> Dataset records:
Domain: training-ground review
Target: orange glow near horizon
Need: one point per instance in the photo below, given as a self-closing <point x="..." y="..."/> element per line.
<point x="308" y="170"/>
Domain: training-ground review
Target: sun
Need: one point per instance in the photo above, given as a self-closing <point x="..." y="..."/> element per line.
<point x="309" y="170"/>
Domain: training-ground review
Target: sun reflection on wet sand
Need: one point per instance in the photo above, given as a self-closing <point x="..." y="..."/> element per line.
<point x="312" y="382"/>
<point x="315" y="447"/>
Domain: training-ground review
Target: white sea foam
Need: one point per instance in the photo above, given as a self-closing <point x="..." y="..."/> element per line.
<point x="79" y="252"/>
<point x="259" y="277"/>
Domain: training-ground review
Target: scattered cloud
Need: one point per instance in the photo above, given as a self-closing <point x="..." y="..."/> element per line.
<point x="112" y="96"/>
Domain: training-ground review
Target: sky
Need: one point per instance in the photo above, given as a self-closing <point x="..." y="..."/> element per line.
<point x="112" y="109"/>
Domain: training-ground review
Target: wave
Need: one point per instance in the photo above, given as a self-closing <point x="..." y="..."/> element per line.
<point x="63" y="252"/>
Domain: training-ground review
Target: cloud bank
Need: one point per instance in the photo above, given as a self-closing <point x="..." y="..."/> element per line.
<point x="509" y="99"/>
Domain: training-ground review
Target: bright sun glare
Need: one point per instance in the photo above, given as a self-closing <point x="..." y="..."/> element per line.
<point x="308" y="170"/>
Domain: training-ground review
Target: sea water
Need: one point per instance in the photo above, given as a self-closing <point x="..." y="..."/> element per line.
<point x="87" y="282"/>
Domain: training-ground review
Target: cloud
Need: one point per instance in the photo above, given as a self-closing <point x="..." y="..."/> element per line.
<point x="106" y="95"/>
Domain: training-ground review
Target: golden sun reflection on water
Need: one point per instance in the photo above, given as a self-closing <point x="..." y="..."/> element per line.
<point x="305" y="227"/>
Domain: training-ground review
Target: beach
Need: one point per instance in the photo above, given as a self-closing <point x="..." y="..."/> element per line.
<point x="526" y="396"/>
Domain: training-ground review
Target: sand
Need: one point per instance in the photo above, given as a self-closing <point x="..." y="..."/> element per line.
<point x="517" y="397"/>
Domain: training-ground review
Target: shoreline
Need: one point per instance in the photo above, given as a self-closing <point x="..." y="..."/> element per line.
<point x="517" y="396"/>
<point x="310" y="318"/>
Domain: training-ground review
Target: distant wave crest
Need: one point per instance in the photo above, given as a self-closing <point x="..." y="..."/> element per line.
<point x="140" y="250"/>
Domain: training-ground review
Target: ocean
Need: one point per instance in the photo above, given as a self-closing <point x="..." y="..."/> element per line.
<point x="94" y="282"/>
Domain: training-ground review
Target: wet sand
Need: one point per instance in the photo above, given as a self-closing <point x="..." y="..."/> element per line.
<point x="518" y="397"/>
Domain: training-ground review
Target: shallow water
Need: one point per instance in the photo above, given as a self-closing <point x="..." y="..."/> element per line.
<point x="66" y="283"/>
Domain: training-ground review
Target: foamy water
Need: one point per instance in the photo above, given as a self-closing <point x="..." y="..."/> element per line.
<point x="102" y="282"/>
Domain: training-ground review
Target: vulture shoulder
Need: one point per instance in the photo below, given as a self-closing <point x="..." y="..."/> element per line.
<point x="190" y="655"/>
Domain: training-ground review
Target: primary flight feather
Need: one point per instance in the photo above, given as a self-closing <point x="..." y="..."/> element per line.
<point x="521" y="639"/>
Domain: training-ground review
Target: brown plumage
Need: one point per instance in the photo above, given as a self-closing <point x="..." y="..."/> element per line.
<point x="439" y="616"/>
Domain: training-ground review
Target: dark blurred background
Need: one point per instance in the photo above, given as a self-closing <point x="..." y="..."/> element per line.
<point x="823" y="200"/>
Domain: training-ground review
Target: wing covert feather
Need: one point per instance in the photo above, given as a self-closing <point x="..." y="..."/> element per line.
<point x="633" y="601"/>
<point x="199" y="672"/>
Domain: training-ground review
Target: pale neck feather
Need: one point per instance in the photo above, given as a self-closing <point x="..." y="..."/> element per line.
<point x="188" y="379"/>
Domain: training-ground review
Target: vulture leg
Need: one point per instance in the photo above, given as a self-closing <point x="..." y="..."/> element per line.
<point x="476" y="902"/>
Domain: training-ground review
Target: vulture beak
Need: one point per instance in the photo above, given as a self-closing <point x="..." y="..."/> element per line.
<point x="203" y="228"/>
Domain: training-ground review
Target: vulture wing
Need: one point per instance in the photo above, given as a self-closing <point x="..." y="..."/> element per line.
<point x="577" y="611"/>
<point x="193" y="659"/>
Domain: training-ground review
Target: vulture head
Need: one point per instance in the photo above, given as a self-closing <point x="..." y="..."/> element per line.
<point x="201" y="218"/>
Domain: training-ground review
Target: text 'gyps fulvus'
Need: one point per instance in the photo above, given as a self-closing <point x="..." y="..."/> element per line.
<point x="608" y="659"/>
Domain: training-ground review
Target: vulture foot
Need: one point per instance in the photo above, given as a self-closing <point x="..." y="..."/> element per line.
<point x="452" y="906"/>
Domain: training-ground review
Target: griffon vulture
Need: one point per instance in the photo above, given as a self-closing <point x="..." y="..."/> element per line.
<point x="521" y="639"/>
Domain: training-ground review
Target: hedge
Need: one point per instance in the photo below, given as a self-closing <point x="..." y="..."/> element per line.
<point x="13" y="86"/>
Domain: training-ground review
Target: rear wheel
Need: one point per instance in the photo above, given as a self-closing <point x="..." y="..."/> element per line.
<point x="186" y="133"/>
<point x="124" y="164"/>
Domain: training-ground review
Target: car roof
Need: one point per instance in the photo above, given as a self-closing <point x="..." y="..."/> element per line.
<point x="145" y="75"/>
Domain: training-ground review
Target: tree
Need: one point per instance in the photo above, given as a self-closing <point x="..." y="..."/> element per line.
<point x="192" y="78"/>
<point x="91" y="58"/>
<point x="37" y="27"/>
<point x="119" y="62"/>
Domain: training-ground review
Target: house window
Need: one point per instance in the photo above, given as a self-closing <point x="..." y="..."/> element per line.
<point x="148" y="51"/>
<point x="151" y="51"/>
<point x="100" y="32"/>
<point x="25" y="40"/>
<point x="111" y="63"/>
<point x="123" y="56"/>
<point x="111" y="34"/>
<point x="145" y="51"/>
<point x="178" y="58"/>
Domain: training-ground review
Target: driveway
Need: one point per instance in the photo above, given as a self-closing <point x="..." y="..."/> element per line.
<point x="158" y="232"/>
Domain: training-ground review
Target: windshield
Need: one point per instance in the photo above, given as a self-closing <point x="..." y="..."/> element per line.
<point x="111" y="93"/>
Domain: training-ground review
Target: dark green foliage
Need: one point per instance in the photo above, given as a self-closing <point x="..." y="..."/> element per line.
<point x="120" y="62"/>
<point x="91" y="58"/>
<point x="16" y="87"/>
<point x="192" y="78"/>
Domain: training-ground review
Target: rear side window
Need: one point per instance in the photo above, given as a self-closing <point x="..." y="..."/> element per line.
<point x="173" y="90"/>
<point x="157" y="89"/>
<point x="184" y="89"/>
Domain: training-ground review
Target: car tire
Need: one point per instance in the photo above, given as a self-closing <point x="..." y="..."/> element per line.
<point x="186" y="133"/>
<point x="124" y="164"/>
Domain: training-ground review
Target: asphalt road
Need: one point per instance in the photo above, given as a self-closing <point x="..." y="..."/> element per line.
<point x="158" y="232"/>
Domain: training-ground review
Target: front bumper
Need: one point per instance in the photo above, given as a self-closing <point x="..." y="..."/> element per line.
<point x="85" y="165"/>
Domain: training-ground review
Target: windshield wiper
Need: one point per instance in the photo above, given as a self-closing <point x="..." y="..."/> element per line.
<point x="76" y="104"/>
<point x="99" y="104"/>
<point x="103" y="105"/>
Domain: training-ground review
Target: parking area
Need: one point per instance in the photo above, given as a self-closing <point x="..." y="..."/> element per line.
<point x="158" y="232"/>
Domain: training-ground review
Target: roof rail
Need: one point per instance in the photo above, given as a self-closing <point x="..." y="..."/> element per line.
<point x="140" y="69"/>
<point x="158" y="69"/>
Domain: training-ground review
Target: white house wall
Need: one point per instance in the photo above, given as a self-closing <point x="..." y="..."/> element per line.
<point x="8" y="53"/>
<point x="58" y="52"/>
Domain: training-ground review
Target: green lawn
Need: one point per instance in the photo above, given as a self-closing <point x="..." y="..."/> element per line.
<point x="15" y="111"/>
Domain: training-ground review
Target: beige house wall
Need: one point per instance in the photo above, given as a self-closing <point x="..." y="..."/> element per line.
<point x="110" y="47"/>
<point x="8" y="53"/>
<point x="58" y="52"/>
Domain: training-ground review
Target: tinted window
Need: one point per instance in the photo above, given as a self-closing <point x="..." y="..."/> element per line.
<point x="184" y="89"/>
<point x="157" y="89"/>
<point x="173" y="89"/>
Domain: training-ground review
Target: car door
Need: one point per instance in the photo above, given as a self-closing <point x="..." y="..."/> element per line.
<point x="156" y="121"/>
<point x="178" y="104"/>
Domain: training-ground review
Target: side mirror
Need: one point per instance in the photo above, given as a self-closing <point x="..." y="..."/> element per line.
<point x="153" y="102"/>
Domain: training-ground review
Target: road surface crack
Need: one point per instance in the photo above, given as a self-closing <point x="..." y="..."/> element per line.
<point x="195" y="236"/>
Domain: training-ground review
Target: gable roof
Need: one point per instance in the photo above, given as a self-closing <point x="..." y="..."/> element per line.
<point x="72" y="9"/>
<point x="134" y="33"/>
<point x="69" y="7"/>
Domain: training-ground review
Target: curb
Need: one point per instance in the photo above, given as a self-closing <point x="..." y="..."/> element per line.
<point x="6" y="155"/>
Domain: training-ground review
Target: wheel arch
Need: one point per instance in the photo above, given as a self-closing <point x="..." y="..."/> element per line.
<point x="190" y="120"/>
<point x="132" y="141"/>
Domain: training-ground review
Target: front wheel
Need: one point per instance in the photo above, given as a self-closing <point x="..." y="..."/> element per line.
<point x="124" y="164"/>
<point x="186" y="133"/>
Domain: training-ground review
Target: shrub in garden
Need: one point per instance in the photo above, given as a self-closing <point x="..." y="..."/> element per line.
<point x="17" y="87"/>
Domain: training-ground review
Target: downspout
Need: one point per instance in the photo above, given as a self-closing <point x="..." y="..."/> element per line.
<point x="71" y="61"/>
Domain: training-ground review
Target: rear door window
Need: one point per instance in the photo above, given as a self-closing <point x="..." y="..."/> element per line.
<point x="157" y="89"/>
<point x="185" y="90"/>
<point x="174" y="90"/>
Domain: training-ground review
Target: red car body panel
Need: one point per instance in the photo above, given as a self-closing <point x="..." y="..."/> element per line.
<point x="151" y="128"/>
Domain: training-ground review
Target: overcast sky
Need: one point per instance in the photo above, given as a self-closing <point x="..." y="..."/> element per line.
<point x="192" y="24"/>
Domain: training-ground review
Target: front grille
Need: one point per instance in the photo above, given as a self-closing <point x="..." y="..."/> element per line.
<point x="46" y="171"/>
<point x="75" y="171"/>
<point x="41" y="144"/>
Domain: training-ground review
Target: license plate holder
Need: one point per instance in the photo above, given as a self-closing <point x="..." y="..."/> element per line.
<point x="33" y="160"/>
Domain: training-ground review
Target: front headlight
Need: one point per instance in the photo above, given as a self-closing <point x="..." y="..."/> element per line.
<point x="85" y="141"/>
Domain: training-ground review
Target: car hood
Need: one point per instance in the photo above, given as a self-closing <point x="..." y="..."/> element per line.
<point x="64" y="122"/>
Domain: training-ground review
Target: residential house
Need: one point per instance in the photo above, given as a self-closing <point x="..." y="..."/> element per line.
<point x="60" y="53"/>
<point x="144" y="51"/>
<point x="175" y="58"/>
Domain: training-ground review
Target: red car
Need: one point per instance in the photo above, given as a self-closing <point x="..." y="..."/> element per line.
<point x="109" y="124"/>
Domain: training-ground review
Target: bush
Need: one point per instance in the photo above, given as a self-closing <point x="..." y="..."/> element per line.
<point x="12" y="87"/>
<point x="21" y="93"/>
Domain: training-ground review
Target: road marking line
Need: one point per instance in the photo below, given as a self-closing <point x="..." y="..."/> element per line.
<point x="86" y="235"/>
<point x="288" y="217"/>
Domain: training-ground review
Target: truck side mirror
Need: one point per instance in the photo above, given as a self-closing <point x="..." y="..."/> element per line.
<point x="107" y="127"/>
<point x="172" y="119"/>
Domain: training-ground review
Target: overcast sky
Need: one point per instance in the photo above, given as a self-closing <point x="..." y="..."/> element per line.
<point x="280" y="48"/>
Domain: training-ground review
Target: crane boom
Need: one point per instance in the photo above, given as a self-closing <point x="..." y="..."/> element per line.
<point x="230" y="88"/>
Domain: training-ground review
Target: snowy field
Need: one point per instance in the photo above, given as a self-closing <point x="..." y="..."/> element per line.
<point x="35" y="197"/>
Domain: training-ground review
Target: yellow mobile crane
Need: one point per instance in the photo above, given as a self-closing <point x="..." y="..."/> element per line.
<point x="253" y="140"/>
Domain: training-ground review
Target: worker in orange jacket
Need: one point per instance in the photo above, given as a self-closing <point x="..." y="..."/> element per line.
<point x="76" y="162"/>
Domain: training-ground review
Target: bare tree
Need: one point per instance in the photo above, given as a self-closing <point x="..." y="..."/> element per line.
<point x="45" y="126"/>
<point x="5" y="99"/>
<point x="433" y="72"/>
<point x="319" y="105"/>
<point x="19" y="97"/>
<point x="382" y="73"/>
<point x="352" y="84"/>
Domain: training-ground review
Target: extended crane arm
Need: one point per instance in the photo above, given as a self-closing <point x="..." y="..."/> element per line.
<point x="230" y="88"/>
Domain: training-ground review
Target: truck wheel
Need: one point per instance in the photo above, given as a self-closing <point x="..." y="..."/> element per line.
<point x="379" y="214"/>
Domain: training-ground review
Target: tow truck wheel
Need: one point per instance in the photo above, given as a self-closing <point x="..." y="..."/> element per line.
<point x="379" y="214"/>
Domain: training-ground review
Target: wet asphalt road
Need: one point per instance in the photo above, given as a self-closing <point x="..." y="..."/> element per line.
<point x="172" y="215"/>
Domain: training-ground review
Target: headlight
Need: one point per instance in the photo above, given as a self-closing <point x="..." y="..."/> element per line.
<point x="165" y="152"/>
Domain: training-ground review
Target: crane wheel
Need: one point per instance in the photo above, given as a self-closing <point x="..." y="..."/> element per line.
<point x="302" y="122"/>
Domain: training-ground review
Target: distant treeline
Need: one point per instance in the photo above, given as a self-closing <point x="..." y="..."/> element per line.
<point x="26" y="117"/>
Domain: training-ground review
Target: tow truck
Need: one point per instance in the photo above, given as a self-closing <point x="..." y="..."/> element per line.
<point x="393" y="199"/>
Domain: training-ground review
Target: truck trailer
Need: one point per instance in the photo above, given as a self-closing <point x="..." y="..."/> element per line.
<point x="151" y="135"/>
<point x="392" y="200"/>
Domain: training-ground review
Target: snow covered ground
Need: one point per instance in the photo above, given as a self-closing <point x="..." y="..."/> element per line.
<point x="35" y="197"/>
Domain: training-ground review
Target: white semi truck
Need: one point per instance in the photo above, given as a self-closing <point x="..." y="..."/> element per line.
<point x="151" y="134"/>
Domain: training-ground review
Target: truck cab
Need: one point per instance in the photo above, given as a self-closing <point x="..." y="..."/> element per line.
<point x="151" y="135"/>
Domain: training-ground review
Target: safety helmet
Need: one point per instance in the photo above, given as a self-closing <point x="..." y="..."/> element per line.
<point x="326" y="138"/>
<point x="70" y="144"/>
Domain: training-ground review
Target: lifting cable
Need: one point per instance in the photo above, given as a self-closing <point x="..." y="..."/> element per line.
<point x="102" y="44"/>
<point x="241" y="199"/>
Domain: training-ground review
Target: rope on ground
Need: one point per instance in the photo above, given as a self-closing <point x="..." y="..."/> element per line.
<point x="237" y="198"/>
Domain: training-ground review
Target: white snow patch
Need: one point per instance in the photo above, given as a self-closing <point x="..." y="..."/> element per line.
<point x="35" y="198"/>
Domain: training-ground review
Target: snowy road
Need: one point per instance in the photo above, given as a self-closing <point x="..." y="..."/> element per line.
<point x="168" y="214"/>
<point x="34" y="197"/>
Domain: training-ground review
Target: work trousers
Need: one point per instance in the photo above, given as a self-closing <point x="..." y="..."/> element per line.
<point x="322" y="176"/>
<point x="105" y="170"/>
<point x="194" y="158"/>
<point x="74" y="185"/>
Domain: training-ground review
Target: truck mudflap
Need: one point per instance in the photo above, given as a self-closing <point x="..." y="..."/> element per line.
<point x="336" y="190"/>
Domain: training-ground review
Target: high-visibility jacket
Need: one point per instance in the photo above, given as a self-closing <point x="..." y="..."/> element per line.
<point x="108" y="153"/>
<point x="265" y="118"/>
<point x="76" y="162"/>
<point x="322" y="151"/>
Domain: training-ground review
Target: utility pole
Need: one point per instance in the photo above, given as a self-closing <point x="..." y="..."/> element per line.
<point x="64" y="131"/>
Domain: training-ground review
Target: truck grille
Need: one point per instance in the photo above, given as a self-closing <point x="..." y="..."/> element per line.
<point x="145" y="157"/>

> Directions for this task: For the material above, reproduce exactly the lines from the line with "Target: snow covered ground" to the line with "Target: safety helmet", inclusive, and exclude all others.

> Answer for the task:
Target: snow covered ground
Need: one point per instance in the photo above, given as a self-closing <point x="..." y="..."/> element per line.
<point x="35" y="197"/>
Domain: training-ground review
Target: white semi truck
Need: one point per instance in the photo above, given as a self-closing <point x="..." y="..."/> element per line.
<point x="151" y="134"/>
Domain: training-ground review
Target: truck cab
Need: one point per instance in the photo above, given as a self-closing <point x="..." y="..."/> element per line.
<point x="151" y="135"/>
Domain: training-ground review
Target: safety helmet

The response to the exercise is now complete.